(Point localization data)
[Start of Attachment]

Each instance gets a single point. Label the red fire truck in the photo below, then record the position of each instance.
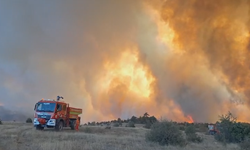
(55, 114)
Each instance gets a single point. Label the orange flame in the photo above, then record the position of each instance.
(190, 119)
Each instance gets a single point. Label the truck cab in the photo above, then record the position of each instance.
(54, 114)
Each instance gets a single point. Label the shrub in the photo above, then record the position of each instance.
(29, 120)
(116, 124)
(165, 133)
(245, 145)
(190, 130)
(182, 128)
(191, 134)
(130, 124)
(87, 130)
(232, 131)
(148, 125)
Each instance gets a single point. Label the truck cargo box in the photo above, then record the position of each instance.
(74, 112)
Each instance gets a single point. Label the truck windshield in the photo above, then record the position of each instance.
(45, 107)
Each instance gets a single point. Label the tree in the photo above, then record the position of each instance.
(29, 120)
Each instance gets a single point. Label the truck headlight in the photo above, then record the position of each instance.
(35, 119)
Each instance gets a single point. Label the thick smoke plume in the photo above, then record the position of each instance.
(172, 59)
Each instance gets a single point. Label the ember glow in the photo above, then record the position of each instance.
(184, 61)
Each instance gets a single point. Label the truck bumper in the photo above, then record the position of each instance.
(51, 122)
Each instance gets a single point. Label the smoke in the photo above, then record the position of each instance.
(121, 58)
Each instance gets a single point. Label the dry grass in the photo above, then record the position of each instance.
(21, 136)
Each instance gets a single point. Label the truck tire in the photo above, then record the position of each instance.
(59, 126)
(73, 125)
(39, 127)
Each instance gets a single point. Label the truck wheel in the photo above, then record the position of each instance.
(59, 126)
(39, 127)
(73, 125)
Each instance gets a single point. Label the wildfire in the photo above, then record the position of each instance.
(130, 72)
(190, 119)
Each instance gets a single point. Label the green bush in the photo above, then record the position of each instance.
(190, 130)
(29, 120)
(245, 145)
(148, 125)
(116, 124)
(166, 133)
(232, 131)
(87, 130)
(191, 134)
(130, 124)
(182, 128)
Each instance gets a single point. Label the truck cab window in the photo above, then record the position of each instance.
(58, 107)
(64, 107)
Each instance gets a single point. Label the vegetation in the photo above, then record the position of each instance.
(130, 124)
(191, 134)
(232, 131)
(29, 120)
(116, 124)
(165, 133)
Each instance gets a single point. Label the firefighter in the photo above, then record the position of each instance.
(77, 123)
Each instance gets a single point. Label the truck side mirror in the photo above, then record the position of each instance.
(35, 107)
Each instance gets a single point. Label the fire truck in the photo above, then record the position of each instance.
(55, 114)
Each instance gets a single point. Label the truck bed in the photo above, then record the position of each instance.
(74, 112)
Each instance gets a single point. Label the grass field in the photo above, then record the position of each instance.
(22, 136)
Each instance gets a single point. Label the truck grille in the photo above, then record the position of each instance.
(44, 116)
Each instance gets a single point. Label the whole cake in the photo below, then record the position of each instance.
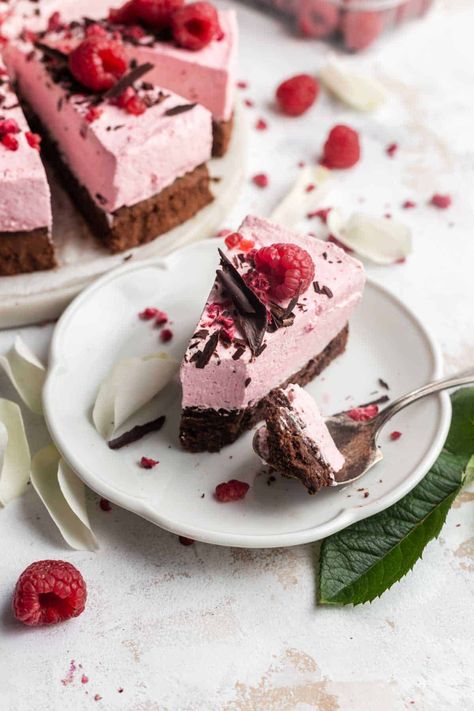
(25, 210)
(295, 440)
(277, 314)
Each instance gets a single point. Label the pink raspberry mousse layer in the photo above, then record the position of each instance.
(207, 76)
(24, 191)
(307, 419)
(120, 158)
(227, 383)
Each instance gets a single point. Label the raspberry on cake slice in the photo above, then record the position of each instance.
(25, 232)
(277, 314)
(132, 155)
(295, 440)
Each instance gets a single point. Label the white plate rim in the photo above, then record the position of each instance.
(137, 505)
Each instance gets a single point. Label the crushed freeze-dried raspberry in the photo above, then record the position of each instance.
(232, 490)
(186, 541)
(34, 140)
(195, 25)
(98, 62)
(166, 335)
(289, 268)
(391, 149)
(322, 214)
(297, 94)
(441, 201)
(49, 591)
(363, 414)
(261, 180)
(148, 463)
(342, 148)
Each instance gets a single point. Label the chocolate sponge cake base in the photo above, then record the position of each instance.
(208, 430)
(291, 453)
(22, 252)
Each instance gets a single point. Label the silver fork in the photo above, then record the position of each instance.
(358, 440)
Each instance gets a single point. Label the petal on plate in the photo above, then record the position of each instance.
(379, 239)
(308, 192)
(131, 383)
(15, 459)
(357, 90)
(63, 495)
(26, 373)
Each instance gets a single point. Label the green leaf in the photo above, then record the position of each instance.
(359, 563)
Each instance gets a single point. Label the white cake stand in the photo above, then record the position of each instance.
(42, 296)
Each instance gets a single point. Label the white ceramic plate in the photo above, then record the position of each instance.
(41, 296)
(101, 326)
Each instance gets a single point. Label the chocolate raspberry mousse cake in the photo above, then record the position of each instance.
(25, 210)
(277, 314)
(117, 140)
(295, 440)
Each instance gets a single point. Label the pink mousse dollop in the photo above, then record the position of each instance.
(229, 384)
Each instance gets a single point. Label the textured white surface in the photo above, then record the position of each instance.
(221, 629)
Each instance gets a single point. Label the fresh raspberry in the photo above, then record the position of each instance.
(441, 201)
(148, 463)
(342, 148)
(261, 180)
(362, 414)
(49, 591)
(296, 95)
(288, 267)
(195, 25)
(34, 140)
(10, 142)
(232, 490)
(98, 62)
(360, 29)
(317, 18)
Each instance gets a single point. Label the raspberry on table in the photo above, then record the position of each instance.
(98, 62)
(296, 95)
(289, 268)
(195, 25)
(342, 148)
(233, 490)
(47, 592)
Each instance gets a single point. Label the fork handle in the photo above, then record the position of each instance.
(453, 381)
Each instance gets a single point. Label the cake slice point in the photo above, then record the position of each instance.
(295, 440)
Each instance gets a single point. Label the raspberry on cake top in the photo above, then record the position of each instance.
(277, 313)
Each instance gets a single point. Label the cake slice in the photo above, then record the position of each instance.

[End of Attachment]

### Problem
Every record must be returned exactly. Leave its pictures out.

### Task output
Each instance gets a single point. Label the red fire truck in the photo below, then record the position of each instance.
(55, 114)
Each instance gets a single point. Label the orange flame in the photo above, then record the position of each instance.
(190, 119)
Each instance gets a single point. Label the truck cab in the photo above, then record the position of each instance.
(54, 114)
Each instance gets a single point. Label the shrub in the photo above, then record the position of each instance.
(29, 120)
(116, 124)
(165, 133)
(245, 145)
(190, 130)
(182, 128)
(191, 134)
(130, 124)
(87, 130)
(232, 131)
(148, 125)
Each instance gets a single point. Label the truck cargo box in the photo above, then record the position of each instance.
(74, 112)
Each instance gets a single point. Label the truck windshield in the photo above, then record the position of each instance.
(45, 107)
Each instance gets a single point. Label the tree in the photo above, then record the position of each instance.
(29, 120)
Each instance gets a single point. Label the truck headlight in the photo above, then record the position of each instance.
(35, 119)
Each instance gets a single point. Label the thick smoke plume in the photo above, then record the position of each instance.
(172, 59)
Each instance gets a single point. Label the ember glow in the photo above, then record the position of each instance.
(184, 61)
Each instance gets a single point. Label the truck bumper in the photo above, then record the position of each instance.
(51, 122)
Each instance gets a single point. Label the smoke in the photo above, then record the position of each instance.
(121, 58)
Each instance gets a single point. Label the dry grass in the photo above, then record the position of each instance.
(21, 136)
Each instance gets a single point. Label the truck tire in the photo above, then record the position of each instance.
(59, 126)
(73, 125)
(39, 127)
Each instance gets a single point. Label the truck wheel in the photo above, then record the position of each instance.
(59, 126)
(39, 127)
(73, 125)
Each instance gets a single point. Label the wildfire in the photo above, then record the position of each instance.
(130, 72)
(190, 119)
Each instance gets a single point. Label the green bush in the photo above, then record the position of each instance.
(190, 130)
(29, 120)
(245, 145)
(148, 125)
(116, 124)
(166, 133)
(232, 131)
(87, 130)
(191, 134)
(130, 124)
(182, 128)
Each instance gets a single point. Label the truck cab window in the photo above, then record the position of each instance.
(58, 107)
(64, 107)
Each instance gets a single point. Label the vegetation in the photo above, then record the position of each instance.
(130, 124)
(191, 134)
(232, 131)
(29, 120)
(116, 124)
(165, 133)
Each instance gets a single point. Label the firefighter in the photo above, then record the position of each instance.
(77, 123)
Each instance gets a single point. Label the truck side mirror in the photo above, then record the position of each instance.
(35, 107)
Each instance gets a single point. Label the fire truck in the photo above, then record the position of each instance.
(55, 114)
Each instance gets a single point. Label the truck bed in the photo above, then record the position of each instance.
(74, 112)
Each instance gets a single point. Label the grass field in the photo above, then record the position of each instance.
(22, 136)
Each instance gets a single point. Label the truck grille in the photo above, then record the position of each instance.
(44, 116)
Each instance gets a single point. Label the whole cake in the photo below, then record the position of each instance.
(25, 210)
(295, 440)
(277, 314)
Each instance gets a single point. Label the pink raspberry mousse layer in the photo above, then record the position of each instance.
(207, 76)
(24, 191)
(307, 419)
(120, 158)
(227, 383)
Each instance gets a single point. Label the raspberry on cake slice in the photo above, then record the position of each instance.
(25, 232)
(277, 314)
(132, 155)
(295, 440)
Each instance gets a single point. Label the white plate rim in the photo above, then record the position of each instance.
(137, 505)
Each instance gets a single point. Label the crushed freeze-dried raspberry in the photo above, then record the position of each instance.
(232, 490)
(186, 541)
(34, 140)
(195, 25)
(98, 62)
(166, 335)
(289, 268)
(391, 149)
(322, 214)
(297, 94)
(441, 201)
(49, 591)
(363, 414)
(261, 180)
(148, 463)
(342, 148)
Each instance gets a single point. Label the chocolate sponge cake base in the photo above, then record the position of each instance.
(208, 430)
(291, 453)
(22, 252)
Each instance gets a single point. Label the silver fork in the photo above, then record the position of each instance.
(358, 440)
Each instance gets a single point. Label the petal on plate in the photo above, then record the position of each instance.
(379, 239)
(308, 192)
(131, 383)
(15, 459)
(357, 90)
(63, 495)
(26, 373)
Each instance gets a single point. Label the green leaf in the photo above, then record the position of each instance.
(359, 563)
Each instance gets a single point. Label the white cake stand in the photo above, then record the position of each instance.
(42, 296)
Each instance gets a single point. Label the white ceramic plate in the photo above, then record the position of each instance.
(41, 296)
(101, 326)
Each instance gets a single point. Label the chocolate raspberry mousse cake in the photo above, then record the position of each instance.
(25, 210)
(277, 314)
(117, 140)
(295, 440)
Each instance gets a single point. Label the pink mousse dollop in the photo above, then record the position of each instance.
(229, 384)
Each instance gets a single point. Label the textured white surface in the photo above, then record the position of each instance.
(221, 629)
Each instance gets a single point. Label the fresh raspberry in the photo above, then record the position of each instance.
(441, 201)
(148, 463)
(342, 148)
(261, 180)
(362, 414)
(49, 591)
(296, 95)
(288, 267)
(195, 25)
(34, 140)
(10, 142)
(232, 490)
(98, 62)
(360, 29)
(317, 18)
Each instance gets a single point. Label the raspberry on table in the photo above, then record the position of each instance.
(98, 62)
(296, 95)
(289, 268)
(195, 25)
(342, 148)
(233, 490)
(47, 592)
Each instance gets a single point. Label the fork handle in the photo above, then record the position of each instance.
(453, 381)
Each instance gets a single point. Label the cake slice point in the photo above, then record the position of each instance.
(295, 440)
Each instance gets a single point. Label the raspberry on cake top in the photo above, then record the position of each instance.
(277, 313)
Each instance gets a single point. Label the cake slice in the photo above, then record the position of each instance.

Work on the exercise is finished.